# [EXERCISE OBJECTIVE]
Return, from the listing below, each line where the word "shadow" appears.

# [DATA FOR THIS EXERCISE]
_ _ _ _ _ _ _

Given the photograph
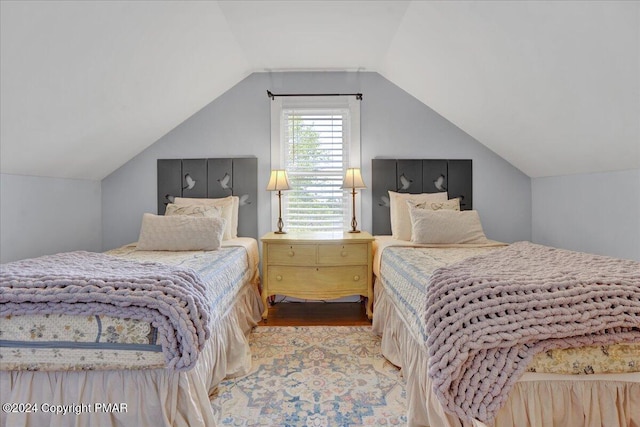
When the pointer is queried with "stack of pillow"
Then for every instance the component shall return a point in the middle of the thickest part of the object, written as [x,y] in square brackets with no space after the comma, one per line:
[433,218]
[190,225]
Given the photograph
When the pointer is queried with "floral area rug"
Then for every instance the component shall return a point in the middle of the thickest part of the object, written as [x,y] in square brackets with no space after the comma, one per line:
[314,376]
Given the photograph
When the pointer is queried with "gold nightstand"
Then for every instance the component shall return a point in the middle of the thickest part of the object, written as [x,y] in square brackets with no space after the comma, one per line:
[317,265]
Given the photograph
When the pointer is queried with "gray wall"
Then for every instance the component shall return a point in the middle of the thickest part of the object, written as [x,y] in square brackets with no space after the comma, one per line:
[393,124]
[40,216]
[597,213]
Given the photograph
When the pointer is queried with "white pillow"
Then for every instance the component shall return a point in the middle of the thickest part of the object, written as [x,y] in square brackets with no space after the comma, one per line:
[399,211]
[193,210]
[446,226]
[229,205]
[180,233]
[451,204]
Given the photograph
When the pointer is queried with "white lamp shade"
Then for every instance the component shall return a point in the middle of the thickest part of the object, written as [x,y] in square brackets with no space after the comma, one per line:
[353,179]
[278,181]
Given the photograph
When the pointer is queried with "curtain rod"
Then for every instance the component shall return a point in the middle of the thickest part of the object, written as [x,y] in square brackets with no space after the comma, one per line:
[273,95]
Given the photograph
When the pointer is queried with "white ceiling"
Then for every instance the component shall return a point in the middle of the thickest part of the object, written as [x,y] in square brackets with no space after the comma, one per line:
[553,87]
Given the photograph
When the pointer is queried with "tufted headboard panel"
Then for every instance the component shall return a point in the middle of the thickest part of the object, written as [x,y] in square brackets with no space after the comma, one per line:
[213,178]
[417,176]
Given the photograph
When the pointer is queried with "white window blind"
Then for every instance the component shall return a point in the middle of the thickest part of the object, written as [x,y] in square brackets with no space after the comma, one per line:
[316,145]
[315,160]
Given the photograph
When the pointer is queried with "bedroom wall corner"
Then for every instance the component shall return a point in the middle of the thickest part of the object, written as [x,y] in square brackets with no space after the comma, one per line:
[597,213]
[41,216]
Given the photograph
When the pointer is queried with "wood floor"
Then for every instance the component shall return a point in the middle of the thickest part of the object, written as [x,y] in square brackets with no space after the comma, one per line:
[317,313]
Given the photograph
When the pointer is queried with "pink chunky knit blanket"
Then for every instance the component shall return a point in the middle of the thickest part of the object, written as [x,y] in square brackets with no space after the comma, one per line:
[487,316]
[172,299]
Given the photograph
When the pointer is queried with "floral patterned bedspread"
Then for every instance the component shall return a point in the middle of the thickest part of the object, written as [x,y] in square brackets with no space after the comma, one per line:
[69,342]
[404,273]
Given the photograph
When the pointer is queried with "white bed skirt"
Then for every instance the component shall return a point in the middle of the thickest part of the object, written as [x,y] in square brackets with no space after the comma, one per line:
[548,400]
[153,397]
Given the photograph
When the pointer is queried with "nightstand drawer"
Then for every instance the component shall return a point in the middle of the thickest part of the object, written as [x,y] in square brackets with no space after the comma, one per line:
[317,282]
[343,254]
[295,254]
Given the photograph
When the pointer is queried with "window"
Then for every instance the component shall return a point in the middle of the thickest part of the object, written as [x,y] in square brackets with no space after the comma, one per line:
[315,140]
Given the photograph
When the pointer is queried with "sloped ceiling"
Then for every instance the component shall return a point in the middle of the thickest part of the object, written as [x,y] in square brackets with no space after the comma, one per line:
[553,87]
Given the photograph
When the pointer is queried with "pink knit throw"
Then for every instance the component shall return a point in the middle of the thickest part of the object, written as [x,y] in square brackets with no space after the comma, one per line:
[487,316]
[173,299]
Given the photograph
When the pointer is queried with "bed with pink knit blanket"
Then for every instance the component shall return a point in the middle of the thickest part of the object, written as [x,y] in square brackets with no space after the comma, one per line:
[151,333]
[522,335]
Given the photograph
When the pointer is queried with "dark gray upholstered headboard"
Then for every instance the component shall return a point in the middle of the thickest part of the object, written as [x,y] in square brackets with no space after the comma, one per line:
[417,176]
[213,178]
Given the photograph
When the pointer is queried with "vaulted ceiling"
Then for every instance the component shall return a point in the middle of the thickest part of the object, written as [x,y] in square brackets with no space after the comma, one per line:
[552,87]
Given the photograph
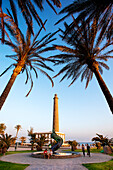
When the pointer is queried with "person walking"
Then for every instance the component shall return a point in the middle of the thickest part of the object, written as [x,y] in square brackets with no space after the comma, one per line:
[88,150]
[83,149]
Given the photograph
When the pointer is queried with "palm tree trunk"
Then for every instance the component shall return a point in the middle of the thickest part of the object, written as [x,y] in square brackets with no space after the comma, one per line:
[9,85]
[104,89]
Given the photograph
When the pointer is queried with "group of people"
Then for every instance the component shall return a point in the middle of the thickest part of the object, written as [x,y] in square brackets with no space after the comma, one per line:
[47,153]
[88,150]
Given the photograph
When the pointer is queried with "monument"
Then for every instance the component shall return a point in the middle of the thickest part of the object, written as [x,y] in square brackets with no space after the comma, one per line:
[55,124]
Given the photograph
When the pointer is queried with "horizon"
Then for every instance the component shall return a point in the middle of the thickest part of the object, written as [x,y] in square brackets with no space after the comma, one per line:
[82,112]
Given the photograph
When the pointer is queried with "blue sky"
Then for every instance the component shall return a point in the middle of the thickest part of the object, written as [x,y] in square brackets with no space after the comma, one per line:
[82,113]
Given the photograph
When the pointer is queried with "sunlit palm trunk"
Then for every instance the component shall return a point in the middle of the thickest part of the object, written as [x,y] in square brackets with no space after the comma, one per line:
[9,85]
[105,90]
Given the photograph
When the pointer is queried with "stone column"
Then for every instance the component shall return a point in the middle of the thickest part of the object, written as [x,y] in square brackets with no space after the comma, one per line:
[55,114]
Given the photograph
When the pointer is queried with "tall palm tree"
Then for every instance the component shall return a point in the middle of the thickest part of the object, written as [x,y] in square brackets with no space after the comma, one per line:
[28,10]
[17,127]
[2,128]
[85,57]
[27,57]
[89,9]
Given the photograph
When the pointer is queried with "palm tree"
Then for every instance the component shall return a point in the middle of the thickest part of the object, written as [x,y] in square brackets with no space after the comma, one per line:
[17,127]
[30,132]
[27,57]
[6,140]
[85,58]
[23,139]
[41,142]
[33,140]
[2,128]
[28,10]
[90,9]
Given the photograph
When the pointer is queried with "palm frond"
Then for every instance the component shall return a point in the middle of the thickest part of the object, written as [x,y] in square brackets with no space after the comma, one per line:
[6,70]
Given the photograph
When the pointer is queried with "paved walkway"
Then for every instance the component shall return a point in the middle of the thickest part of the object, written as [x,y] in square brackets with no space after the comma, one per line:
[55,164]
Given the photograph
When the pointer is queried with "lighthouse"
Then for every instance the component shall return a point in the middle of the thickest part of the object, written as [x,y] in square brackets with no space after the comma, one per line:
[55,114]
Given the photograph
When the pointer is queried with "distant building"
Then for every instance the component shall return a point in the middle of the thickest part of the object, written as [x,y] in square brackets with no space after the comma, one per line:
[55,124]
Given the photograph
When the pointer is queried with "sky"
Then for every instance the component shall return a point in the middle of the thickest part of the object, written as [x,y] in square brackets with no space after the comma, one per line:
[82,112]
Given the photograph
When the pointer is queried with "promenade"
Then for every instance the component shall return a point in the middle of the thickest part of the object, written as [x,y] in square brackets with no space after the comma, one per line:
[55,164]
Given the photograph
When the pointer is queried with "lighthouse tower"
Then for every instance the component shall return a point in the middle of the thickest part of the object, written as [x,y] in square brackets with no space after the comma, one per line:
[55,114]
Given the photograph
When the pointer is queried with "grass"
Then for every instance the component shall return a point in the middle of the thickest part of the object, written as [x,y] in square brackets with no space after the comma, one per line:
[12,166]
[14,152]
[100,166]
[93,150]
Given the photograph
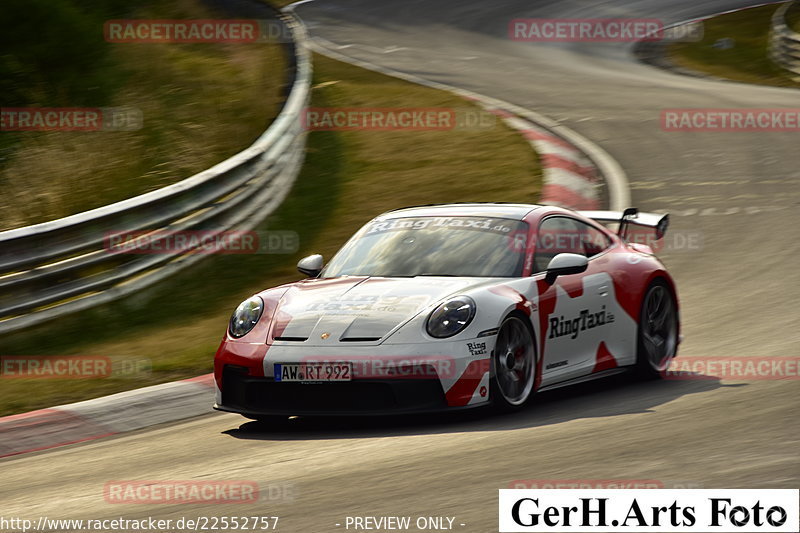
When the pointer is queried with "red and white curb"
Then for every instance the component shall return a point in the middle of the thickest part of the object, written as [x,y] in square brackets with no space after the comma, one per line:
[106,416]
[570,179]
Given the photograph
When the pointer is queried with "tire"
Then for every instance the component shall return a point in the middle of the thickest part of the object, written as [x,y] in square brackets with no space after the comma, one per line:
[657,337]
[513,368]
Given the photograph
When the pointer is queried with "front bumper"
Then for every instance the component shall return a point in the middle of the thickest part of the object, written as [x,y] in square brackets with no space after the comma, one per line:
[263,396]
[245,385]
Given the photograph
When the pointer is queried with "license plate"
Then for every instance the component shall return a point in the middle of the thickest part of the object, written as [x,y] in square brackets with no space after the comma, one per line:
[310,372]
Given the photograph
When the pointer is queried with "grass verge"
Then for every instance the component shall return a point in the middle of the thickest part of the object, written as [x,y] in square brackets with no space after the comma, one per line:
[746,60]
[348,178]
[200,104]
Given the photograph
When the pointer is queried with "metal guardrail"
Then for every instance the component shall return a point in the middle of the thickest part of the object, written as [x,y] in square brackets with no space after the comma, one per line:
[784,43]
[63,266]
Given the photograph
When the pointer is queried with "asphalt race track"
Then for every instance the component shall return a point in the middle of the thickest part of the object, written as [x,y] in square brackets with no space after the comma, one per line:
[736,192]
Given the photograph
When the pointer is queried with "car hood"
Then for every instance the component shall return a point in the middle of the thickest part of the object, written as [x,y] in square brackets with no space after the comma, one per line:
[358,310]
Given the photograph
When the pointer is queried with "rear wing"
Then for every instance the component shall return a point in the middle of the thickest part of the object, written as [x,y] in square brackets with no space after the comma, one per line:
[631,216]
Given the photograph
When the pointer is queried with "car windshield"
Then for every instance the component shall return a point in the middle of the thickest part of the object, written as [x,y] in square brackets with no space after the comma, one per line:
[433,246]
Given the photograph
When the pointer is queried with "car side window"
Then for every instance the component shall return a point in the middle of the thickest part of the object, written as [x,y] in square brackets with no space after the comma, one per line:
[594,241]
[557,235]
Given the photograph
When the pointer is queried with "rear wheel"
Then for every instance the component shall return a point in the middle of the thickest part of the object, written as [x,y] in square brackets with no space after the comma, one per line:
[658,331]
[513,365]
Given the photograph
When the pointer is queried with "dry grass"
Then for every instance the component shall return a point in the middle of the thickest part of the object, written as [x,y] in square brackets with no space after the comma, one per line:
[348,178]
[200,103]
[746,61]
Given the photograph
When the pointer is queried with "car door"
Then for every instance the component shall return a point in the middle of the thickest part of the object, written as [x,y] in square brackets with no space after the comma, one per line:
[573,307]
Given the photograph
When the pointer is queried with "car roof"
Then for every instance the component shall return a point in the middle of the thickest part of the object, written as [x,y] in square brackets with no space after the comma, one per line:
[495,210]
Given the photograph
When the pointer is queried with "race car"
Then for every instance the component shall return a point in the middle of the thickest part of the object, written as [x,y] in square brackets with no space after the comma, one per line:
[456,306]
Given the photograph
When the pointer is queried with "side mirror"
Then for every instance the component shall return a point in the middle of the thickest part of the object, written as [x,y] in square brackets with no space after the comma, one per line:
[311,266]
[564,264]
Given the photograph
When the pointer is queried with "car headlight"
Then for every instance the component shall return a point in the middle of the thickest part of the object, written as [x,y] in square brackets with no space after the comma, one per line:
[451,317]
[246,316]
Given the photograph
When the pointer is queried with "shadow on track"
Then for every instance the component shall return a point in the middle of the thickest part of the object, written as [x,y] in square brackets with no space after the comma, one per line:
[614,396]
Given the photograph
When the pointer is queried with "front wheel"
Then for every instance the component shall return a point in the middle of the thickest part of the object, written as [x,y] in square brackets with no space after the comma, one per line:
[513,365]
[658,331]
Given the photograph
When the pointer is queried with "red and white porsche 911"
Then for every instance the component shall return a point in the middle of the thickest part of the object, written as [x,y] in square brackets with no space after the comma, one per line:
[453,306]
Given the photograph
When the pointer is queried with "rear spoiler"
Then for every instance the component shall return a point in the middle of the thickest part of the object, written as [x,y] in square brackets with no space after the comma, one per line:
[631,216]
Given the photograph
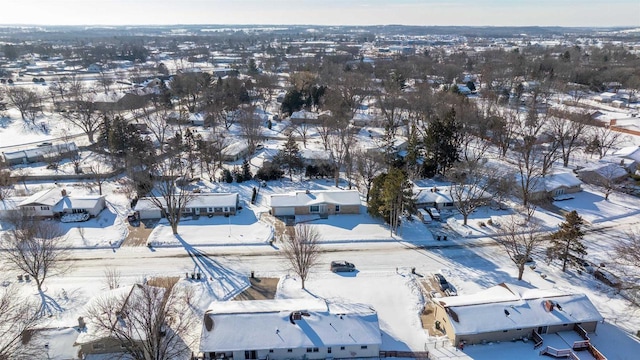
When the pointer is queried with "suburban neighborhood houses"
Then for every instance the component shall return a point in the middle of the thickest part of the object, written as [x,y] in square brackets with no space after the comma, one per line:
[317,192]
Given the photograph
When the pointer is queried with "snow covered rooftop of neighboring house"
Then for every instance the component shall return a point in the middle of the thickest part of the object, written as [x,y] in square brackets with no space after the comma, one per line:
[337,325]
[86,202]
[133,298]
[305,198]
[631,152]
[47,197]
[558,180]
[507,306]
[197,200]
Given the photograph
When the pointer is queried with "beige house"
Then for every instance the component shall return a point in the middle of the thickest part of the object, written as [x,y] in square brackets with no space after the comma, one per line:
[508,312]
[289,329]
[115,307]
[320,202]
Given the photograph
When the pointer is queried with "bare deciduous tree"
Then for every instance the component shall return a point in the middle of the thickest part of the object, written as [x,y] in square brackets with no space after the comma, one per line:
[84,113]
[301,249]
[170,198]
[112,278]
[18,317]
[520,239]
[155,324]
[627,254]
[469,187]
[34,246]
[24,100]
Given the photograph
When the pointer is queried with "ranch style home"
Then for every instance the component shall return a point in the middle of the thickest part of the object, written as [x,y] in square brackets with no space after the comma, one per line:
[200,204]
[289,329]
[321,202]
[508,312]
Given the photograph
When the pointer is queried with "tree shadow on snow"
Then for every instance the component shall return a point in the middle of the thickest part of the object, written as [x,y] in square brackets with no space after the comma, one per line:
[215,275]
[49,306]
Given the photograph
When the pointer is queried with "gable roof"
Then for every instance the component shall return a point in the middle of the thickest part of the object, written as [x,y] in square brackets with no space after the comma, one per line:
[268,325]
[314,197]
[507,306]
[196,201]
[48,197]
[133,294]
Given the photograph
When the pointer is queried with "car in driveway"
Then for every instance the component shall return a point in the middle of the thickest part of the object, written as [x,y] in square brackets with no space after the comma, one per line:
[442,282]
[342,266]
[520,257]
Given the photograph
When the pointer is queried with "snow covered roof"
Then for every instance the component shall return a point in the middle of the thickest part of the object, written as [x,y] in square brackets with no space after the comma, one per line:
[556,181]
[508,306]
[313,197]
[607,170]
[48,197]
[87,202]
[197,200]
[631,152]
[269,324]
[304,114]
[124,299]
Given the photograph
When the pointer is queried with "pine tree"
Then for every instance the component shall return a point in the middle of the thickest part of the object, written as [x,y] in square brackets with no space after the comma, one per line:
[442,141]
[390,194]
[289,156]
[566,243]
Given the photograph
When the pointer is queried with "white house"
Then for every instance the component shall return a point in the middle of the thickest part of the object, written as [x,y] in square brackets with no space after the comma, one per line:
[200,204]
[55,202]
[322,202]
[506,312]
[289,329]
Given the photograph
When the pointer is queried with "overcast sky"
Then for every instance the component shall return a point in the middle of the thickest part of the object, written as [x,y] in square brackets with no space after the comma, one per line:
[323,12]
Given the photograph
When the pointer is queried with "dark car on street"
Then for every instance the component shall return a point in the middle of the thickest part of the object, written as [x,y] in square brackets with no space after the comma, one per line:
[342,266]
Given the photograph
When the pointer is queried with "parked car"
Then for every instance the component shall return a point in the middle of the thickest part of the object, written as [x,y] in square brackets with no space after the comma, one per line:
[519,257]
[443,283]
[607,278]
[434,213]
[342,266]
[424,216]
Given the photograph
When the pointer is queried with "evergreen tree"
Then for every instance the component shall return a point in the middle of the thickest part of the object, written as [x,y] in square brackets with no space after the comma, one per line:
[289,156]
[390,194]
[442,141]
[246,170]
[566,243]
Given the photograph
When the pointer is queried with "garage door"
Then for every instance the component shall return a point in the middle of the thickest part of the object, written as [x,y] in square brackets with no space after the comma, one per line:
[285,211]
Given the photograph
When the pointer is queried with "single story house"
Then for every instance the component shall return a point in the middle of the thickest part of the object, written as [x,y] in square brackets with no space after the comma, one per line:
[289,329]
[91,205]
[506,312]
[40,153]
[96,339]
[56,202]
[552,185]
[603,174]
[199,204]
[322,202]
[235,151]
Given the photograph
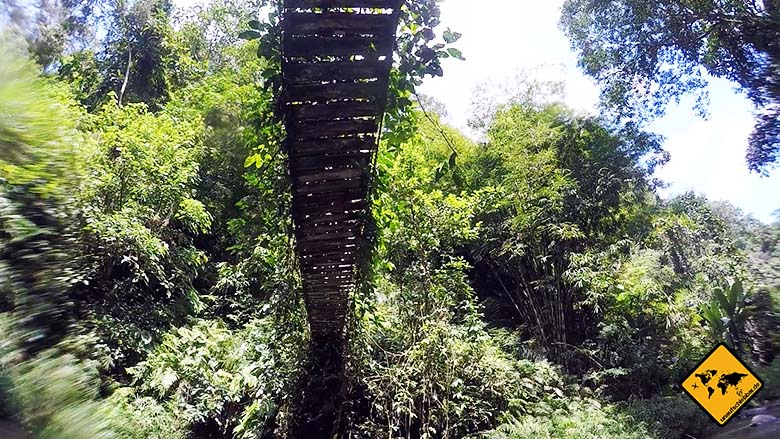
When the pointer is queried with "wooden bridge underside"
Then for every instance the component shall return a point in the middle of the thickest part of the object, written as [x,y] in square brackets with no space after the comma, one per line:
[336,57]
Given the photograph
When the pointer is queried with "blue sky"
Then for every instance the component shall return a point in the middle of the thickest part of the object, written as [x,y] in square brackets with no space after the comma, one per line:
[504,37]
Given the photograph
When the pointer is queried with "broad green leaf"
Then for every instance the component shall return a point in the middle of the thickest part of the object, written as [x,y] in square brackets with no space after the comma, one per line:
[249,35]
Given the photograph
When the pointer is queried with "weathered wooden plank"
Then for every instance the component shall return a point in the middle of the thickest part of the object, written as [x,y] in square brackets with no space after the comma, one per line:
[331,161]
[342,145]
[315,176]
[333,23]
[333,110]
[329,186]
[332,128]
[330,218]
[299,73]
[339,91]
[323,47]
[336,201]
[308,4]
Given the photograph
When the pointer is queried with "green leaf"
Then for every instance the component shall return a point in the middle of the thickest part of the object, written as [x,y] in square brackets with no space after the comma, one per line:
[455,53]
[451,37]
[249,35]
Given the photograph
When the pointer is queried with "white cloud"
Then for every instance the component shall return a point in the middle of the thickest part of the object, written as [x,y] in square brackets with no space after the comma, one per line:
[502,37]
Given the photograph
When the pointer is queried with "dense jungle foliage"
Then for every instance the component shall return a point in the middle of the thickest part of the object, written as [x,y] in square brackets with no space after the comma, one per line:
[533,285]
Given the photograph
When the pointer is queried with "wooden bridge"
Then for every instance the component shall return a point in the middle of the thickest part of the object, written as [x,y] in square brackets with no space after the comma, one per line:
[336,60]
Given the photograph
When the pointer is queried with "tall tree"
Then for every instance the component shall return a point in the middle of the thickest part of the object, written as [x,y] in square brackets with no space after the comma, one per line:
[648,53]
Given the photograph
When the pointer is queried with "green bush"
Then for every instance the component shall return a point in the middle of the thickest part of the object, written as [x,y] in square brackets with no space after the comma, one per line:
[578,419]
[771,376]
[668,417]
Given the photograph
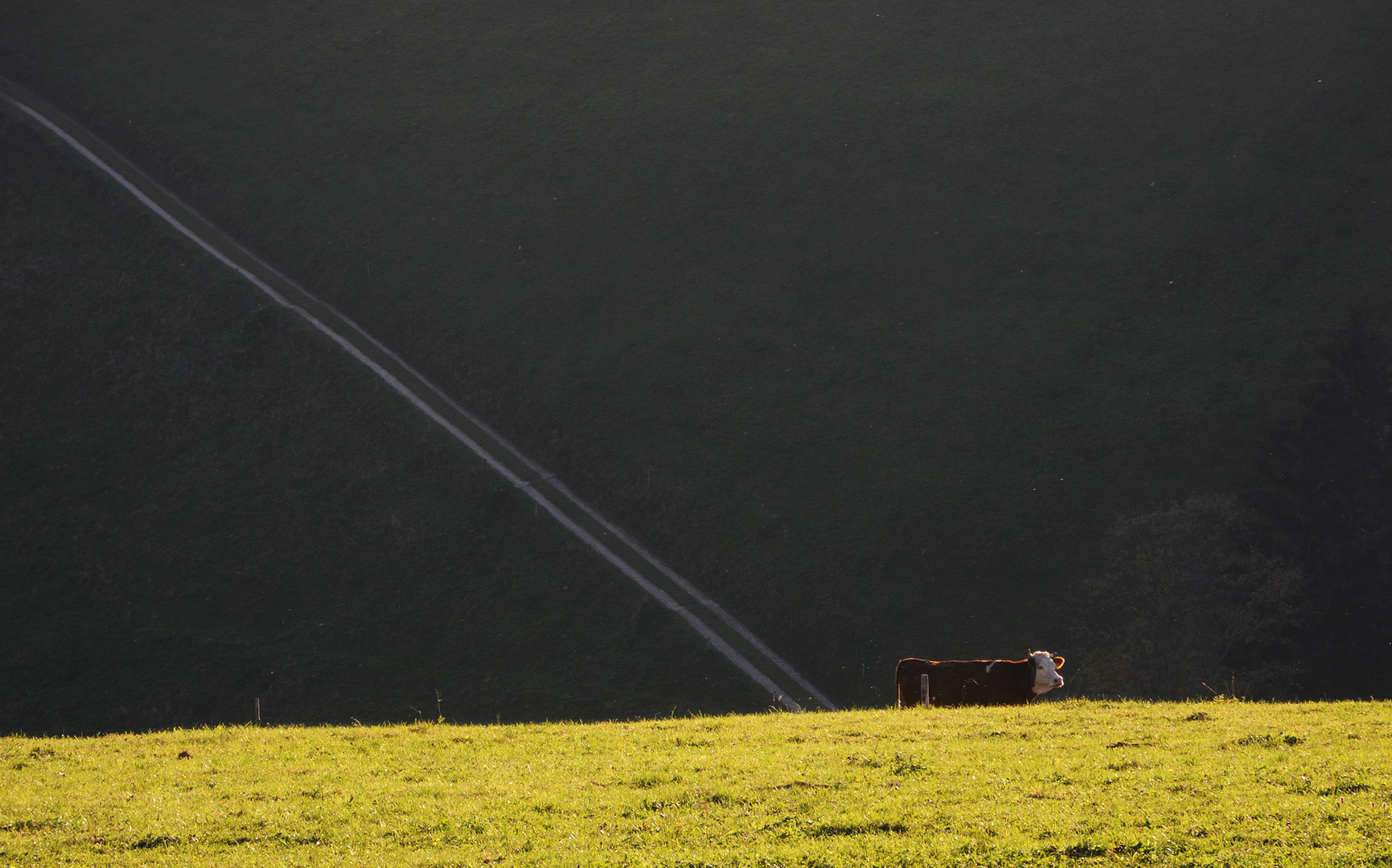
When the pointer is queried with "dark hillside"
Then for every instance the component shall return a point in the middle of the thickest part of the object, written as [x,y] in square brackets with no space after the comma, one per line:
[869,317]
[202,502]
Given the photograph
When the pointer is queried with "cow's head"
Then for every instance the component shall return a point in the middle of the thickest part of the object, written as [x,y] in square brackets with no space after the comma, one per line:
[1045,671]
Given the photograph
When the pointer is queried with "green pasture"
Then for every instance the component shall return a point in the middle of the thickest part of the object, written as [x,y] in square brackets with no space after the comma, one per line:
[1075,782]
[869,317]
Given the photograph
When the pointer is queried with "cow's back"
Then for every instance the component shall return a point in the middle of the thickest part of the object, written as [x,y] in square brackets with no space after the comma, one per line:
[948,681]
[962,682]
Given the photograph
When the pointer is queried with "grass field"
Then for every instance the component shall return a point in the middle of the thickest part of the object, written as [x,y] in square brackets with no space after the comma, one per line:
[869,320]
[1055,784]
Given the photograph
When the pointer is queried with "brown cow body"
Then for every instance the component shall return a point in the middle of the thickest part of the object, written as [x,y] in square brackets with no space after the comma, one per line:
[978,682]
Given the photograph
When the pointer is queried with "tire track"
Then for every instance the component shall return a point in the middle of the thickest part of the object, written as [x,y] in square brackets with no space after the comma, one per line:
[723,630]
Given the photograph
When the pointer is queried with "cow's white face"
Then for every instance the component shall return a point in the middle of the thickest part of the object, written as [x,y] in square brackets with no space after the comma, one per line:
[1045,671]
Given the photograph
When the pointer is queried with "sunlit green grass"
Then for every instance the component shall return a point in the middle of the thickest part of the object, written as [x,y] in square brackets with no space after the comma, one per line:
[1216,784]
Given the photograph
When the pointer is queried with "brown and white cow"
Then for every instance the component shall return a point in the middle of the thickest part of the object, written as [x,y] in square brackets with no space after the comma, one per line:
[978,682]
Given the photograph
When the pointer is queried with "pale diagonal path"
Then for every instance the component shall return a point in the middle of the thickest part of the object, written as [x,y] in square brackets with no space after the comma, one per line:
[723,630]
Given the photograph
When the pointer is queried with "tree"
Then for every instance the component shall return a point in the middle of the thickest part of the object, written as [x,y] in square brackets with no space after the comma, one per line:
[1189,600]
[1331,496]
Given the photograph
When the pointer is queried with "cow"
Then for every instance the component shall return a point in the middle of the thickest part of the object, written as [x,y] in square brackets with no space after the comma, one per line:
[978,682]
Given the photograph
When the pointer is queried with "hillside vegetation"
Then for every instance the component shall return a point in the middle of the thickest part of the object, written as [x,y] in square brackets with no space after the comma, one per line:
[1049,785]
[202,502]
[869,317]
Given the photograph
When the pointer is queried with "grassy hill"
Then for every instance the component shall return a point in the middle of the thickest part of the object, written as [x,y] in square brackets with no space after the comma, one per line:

_ _ _ _ _ _ _

# [RESPONSE]
When the pointer is queried with "shadow on track"
When the pointer is queried with "tree shadow on snow"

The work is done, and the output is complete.